In the records below, find the line with "column 85, row 248" and the line with "Query: elderly woman in grey jacket". Print both exactly, along with every line between them, and no other line.

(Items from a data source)
BEGIN
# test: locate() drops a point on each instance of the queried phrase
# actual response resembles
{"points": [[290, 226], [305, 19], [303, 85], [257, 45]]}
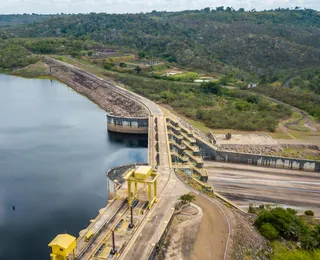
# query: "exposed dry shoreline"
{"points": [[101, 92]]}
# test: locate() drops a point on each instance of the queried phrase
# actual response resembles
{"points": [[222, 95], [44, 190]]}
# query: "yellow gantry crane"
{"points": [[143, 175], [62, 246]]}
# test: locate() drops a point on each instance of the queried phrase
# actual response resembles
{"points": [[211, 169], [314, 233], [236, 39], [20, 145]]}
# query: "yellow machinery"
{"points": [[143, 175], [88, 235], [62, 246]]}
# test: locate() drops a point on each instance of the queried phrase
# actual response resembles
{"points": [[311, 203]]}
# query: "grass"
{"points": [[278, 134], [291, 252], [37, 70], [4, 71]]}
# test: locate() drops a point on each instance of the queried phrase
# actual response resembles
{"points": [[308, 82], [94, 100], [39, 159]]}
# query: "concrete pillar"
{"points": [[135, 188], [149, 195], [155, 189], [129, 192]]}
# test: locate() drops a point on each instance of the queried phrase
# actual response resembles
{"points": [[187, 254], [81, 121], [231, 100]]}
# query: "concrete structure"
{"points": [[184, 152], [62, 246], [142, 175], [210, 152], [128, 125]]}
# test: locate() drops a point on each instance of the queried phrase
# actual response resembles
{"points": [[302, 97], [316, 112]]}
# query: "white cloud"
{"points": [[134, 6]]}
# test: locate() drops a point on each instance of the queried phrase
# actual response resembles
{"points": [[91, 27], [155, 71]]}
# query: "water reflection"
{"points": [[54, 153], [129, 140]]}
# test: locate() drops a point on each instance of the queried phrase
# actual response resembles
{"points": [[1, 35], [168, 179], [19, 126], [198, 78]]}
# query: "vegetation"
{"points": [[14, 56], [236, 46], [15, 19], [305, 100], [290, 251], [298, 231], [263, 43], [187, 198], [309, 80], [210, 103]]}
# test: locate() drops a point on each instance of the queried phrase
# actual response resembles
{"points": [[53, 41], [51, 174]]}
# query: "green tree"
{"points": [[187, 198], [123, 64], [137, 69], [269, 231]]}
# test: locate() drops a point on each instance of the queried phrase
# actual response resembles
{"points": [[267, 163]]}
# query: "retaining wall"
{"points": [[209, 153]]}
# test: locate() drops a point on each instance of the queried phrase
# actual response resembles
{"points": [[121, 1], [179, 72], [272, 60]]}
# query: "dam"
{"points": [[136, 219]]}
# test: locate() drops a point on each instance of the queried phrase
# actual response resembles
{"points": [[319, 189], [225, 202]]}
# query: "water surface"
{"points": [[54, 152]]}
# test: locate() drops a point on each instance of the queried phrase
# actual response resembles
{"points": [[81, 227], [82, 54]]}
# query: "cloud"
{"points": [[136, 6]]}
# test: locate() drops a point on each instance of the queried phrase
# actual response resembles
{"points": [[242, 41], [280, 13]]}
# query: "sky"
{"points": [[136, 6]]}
END
BEGIN
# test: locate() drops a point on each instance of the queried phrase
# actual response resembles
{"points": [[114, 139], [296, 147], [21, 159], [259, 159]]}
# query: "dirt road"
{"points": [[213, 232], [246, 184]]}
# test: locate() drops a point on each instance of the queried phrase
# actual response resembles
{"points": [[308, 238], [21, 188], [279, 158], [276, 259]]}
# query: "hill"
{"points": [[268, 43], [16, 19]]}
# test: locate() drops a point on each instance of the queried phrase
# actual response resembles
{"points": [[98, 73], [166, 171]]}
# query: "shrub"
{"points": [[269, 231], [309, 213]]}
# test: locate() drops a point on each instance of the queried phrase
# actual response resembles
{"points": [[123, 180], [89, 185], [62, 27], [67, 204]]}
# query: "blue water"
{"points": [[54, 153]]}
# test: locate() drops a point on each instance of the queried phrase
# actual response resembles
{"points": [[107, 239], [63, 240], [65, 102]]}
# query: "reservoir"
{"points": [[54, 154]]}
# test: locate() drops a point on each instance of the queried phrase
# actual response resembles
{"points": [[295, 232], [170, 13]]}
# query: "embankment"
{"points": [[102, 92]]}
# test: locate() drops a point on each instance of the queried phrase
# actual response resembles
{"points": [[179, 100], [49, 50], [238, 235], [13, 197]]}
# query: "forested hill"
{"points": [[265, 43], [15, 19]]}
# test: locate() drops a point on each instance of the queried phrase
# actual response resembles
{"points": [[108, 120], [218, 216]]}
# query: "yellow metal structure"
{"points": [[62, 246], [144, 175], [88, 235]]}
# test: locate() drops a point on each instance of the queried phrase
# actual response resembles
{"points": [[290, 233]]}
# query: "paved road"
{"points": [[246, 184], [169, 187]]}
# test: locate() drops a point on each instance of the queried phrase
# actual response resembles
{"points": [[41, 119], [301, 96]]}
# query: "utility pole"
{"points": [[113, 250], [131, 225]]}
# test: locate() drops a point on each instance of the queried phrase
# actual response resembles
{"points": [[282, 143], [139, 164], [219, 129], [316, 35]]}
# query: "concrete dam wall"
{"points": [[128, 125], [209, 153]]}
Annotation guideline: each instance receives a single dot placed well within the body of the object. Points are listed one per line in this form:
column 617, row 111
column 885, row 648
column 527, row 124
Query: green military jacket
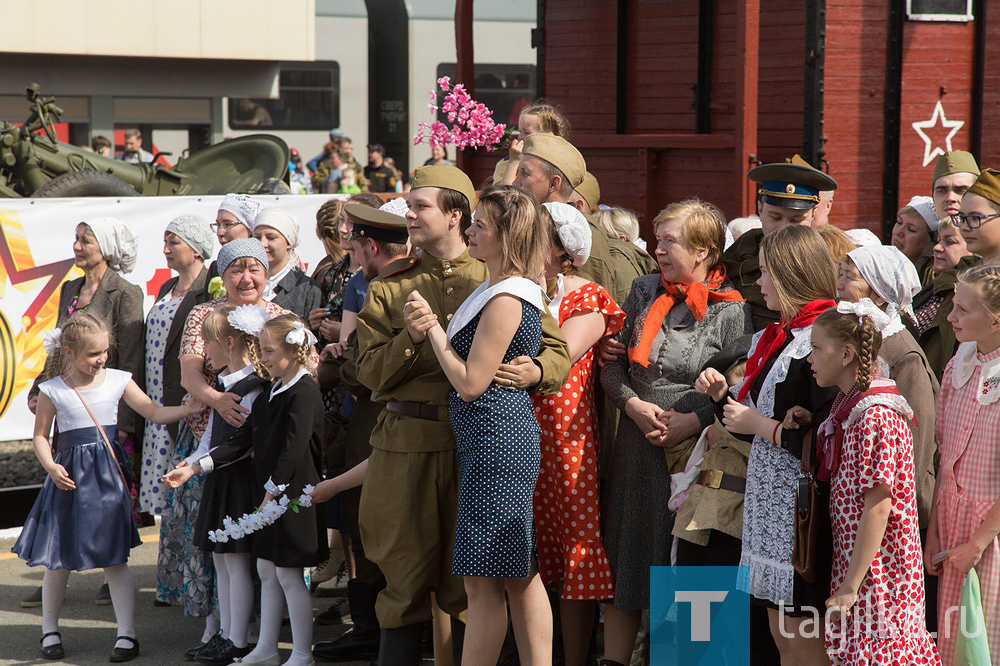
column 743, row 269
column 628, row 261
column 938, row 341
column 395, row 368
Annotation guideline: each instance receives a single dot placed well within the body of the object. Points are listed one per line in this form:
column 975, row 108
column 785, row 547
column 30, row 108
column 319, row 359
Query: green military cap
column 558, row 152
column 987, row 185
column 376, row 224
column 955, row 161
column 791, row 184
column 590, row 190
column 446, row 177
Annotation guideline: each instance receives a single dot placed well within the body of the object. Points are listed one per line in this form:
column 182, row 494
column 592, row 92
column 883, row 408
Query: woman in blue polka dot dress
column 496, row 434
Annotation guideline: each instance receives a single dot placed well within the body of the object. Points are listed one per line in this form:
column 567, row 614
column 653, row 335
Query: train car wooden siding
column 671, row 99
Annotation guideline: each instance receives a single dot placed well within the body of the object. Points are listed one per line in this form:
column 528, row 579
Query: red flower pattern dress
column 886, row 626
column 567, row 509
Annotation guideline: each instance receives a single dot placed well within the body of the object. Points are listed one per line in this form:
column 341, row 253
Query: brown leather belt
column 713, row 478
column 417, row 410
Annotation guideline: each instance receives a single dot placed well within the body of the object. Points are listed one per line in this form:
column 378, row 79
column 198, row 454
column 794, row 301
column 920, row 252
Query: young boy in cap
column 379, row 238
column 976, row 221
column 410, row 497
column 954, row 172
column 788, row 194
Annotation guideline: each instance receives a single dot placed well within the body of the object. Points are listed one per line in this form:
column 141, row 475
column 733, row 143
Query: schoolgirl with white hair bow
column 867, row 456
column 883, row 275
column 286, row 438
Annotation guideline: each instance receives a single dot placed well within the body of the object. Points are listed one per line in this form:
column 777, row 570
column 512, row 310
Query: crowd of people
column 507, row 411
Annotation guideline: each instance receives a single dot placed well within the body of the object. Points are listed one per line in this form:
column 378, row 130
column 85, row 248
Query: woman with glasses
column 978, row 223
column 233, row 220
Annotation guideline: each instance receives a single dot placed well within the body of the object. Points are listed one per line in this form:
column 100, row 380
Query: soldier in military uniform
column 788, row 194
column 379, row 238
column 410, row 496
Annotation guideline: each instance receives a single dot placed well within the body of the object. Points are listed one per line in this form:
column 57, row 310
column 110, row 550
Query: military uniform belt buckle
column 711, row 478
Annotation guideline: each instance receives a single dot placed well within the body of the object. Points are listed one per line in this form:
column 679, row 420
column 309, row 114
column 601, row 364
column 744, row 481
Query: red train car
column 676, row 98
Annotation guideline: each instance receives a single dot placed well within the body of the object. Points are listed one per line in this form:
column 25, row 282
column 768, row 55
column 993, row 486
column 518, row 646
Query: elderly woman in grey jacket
END
BEGIN
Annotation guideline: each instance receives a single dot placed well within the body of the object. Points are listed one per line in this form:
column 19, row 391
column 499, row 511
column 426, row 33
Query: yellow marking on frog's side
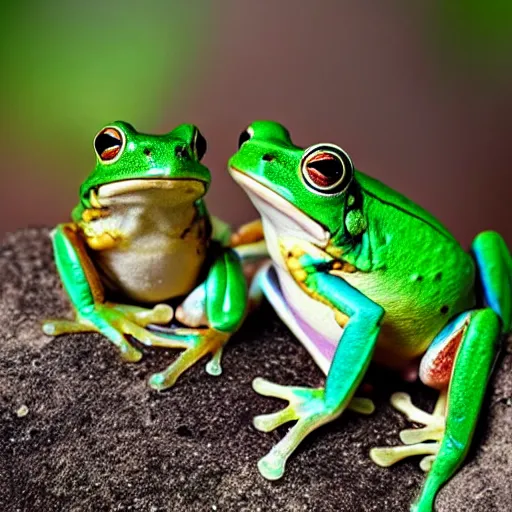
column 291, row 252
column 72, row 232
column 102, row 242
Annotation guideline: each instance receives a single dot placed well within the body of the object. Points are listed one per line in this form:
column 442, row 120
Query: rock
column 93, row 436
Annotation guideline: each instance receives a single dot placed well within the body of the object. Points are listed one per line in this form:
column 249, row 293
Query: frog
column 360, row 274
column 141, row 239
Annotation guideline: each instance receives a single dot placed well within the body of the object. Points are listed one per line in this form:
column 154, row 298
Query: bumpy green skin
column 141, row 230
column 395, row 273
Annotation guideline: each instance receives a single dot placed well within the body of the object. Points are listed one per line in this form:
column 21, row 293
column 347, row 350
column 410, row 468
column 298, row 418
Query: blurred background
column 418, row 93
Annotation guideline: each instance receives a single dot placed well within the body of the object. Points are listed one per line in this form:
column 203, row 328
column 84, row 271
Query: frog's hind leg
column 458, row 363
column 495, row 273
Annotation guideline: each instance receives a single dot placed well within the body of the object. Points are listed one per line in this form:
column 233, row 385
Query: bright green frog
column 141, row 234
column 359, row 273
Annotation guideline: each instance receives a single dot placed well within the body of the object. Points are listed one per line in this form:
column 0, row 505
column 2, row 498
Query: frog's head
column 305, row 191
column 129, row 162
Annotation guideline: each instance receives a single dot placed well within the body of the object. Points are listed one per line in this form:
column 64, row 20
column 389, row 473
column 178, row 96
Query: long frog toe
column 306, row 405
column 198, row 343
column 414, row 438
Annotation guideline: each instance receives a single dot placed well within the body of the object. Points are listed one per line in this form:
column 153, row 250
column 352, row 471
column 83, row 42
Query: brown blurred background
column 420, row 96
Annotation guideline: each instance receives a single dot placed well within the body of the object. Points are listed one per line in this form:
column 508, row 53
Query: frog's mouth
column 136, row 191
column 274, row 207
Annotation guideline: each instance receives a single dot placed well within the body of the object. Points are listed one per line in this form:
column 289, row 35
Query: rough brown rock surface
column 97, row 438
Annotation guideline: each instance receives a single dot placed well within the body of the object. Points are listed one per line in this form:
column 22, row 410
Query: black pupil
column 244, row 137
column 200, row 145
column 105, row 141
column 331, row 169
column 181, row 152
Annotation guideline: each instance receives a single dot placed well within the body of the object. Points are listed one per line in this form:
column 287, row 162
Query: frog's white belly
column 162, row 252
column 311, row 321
END
- Answer -
column 85, row 248
Query: woman with glasses
column 978, row 223
column 233, row 220
Annotation guideline: each instance receives a single dot placed well within the body of the object. Points are listed one per line in this form:
column 100, row 380
Query: soldier in military uniform
column 788, row 194
column 379, row 238
column 410, row 496
Annotation guideline: each instance receives a single dot placed well within the body of the object. Points are listed one per line in this form:
column 57, row 310
column 110, row 550
Query: military uniform belt buckle
column 711, row 478
Annotation guideline: each instance receives a single dot placed well within the body of the object. Points are listed one per line in this form:
column 679, row 420
column 309, row 114
column 601, row 364
column 744, row 481
Query: red train car
column 676, row 98
Annotation guideline: each instance receives a single dot placed well within the body of the object. Points are listed one per line in this form:
column 25, row 282
column 768, row 55
column 993, row 486
column 518, row 646
Query: elderly woman in grey jacket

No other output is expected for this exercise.